• EXERCISES TO COMPLETE
1) Retype the passage of the fishing thread that begins with the words "It was a pre-rigged, weighted, five" and stops after the words "them kinda fast?".
2) Show each line of the listing that contains the word "wheel". Treat uppercase and lowercase letters as different.

• SELECTED TEXT
# Inshore Grand Slam...on the same artificial swim bait.



## Bullgat0r (May 13, 2012)

South of Black water Bay. 14"Flounder, 19" Speckled Trout, 26" Red Drum. All caught on the same swim bait. I have a sunburn and a thousand noseeum bites, but it was worth it for the Grand Slam! Thank you Lord for a great day!:thumbup:


----------



## PJIII (Oct 29, 2011)

Nice catch congrats!!


----------



## Tobiwan (Apr 27, 2012)

Nice job!! 🎣


----------



## rfh21 (May 17, 2012)

Gotta hold that flounder with your teeth! Congrats!


----------



## Bullgat0r (May 13, 2012)

Spring time here has the best fishing hands down...


----------



## fsu alex (Aug 3, 2011)

Good job on the slam!


----------



## jmacvip (Oct 1, 2007)

Great job. Is it me or is the no seeum's out of control this year?


----------



## silverbackmac (Apr 30, 2013)

awesome!! Cant wait to get back out there....


----------



## jbs_bama (May 24, 2010)

That's awesome. Great job on the slam. I'm looking to yak slam some flounder soon.


----------



## Reel Sick (May 4, 2009)

That's a nice little slam there. Thanks for the report.


----------



## cablechris (May 3, 2011)

jmacvip said:


> Great job. Is it me or is the no seeum's out of control this year?


Nope its not just you. I jumped out of my work van hooked a customer up then back in my van less then 5 mins. and I had a bunch of them all over my arms. 

Thats awesome you got them all on the same bait!


----------



## Randall2point0 (Feb 11, 2011)

Wirelessly posted

I have thrown a swim bait four hours and never got a hit. What size were you throwing? I was throwing one about 3" maybe.


----------



## Bullgat0r (May 13, 2012)

It was a pre-rigged, weighted, five inch, pearl white by Storm Lures. I can't find them anywhere and only have three left. That is my go to lure.


----------



## Randall2point0 (Feb 11, 2011)

Wirelessly posted

You bump them on the bottom or jig them kinda fast?


----------



## Bullgat0r (May 13, 2012)

Kind of like walking the dog just out of site from the surface. Tip, tip, reel, varying the action but not fast like you would a Gotcha lure for Spanish mackerel. You can't forget the most important detail of using a loop knot and fluorocarbon leader.


----------



## Randall2point0 (Feb 11, 2011)

Wirelessly posted

I don't catch many flounder, but I figured they would want something slower on the bottom. How deep we're you when you caught the flounder?


----------



## Yakaholic (Apr 30, 2013)

That's how ya do it right there. Good eats.


----------



## Maddogfishing (Mar 15, 2013)

great job thanks for the post


----------



## SurfRidr (Apr 24, 2012)

Nice catches!

I had similar experience the other day, at least on the trout. I was throwing a 5" white and chart swim bait by Yum, on a weighted wide gap hook. I let it fall all the way to the bottom, and then bring it in just fast enough to make the tail swim, while twitching intermittently for a little more action.

Caught 4 trout in about 4 hours, and considering that I have almost no saltwater experience and only know what I have read (mostly here), I was pretty happy because only one was under 20 inches. (17, 21, 21, 22, and lost another).

Congrats on your slam, that's awesome!


----------



## TSJ (Apr 25, 2013)

Nice Slamm man. What kind of swim bait were you using?


----------

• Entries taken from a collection

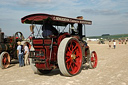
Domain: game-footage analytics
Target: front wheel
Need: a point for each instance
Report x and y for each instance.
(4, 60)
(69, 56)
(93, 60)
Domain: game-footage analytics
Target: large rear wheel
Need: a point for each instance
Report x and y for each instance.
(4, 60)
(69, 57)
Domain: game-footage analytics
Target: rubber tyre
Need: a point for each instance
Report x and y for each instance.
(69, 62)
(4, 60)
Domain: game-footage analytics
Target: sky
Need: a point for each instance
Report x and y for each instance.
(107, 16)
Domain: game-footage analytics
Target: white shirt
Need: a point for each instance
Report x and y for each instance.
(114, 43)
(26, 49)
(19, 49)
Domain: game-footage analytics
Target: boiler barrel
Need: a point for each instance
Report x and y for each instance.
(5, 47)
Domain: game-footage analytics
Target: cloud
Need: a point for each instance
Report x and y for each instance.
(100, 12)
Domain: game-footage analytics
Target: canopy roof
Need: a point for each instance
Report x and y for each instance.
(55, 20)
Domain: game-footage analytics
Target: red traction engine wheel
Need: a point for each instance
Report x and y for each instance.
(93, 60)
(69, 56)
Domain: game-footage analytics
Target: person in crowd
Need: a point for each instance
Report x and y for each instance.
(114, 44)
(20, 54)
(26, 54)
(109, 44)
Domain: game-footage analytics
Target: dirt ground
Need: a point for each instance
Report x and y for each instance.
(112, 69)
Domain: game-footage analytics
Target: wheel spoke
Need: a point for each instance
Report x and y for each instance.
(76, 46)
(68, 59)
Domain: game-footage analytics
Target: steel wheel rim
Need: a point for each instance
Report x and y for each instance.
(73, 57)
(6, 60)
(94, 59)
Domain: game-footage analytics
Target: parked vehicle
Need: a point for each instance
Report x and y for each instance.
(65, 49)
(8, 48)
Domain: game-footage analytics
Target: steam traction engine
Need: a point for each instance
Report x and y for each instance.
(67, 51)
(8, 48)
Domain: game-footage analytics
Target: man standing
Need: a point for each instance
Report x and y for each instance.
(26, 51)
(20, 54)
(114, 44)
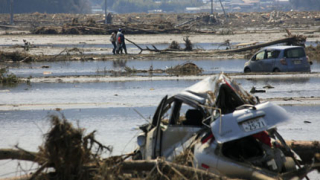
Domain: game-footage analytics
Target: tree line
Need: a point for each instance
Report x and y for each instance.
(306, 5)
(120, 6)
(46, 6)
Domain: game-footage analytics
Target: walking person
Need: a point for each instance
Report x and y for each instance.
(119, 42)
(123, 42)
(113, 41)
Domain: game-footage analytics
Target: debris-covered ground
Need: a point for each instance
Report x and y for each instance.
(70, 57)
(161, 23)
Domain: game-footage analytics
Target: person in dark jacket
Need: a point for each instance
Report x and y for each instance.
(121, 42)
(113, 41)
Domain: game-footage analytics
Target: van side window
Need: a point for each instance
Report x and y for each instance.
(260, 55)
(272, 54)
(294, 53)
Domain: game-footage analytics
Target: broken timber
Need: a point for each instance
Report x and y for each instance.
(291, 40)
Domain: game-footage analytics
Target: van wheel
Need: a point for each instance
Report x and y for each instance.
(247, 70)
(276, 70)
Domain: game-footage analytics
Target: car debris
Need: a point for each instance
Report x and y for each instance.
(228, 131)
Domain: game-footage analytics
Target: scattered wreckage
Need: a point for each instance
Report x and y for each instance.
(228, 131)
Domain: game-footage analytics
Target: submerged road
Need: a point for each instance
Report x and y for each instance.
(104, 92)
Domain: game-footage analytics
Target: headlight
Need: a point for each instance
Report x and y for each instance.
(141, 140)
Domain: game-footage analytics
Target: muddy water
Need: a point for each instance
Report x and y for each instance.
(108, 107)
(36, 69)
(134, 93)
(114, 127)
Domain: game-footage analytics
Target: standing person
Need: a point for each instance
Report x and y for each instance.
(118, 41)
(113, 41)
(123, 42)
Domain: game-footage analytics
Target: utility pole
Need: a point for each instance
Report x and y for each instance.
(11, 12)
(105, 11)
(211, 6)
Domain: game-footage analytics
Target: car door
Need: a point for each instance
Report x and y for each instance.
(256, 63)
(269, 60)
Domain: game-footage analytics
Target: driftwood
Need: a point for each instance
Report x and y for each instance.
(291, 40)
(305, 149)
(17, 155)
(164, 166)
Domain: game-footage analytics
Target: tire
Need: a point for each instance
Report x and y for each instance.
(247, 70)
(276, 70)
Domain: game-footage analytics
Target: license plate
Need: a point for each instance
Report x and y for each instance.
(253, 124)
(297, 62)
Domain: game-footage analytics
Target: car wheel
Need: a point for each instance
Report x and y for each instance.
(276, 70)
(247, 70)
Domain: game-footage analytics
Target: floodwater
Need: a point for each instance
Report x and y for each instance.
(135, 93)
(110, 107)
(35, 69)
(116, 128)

• RESPONSES IN ORDER
1)
It was a pre-rigged, weighted, five inch, pearl white by Storm Lures. I can't find them anywhere and only have three left. That is my go to lure.


----------



## Randall2point0 (Feb 11, 2011)

Wirelessly posted

You bump them on the bottom or jig them kinda fast?

2)
Target: front wheel
Target: large rear wheel
Target: red traction engine wheel
Target: wheel spoke
Target: steel wheel rim
Target: van wheel
Target: car wheel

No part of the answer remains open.